WRITTEN TASK:
Count the lines in the data below that contain the string "point", treating uppercase and lowercase as different. Reply with the number alone.

DATA:

========

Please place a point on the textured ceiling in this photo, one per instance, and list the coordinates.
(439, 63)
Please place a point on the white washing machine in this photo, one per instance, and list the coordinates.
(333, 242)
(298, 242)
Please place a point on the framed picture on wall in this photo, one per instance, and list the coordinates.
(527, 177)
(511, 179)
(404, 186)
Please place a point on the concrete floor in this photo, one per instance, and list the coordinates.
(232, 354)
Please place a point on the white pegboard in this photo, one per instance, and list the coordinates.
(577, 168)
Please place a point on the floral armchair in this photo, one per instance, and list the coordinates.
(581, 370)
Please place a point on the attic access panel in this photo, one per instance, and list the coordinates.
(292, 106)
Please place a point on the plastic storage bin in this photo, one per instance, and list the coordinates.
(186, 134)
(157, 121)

========

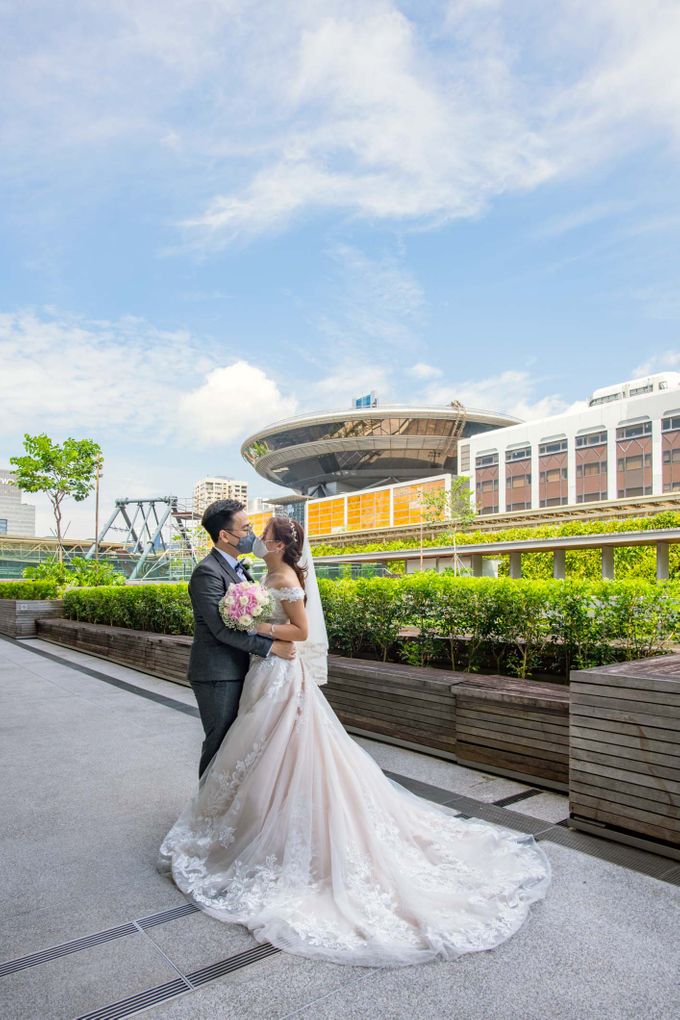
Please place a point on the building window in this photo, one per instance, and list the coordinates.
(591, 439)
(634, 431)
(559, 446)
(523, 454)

========

EXERCISE RESULT:
9